WHAT TO WORK ON:
Please change "negative clicks" to "background clicks" throughout the entries below, keeping every other line as it is.
--- PROVIDED DATA ---
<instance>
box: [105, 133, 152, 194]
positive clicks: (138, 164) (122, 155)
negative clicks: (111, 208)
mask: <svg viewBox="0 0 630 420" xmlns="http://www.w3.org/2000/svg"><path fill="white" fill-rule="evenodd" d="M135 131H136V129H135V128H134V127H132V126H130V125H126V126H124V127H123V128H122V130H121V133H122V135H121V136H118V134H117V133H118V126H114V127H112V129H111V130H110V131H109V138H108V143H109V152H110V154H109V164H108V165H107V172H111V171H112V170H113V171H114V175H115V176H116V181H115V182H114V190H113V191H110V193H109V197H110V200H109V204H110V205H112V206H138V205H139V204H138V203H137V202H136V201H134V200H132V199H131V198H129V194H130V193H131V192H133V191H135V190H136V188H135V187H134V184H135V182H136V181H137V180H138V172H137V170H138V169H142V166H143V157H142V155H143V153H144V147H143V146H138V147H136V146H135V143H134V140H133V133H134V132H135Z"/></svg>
---
TASK RESULT:
<instance>
box: [105, 133, 152, 194]
positive clicks: (138, 164) (122, 155)
background clicks: (111, 208)
mask: <svg viewBox="0 0 630 420" xmlns="http://www.w3.org/2000/svg"><path fill="white" fill-rule="evenodd" d="M135 131H136V129H135V128H134V127H132V126H130V125H126V126H124V127H123V128H122V130H121V133H122V135H121V136H118V134H117V133H118V126H114V127H112V129H111V130H110V131H109V138H108V143H109V152H110V154H109V164H108V165H107V172H111V171H112V170H113V171H114V175H115V176H116V181H115V182H114V190H113V191H110V193H109V197H110V200H109V204H110V205H112V206H138V205H139V204H138V203H137V202H136V201H134V200H132V199H131V198H129V194H130V193H131V192H133V191H135V190H136V188H135V187H134V184H135V182H136V181H137V180H138V172H137V170H138V169H142V166H143V157H142V155H143V153H144V147H143V146H138V147H136V146H135V143H134V140H133V133H134V132H135Z"/></svg>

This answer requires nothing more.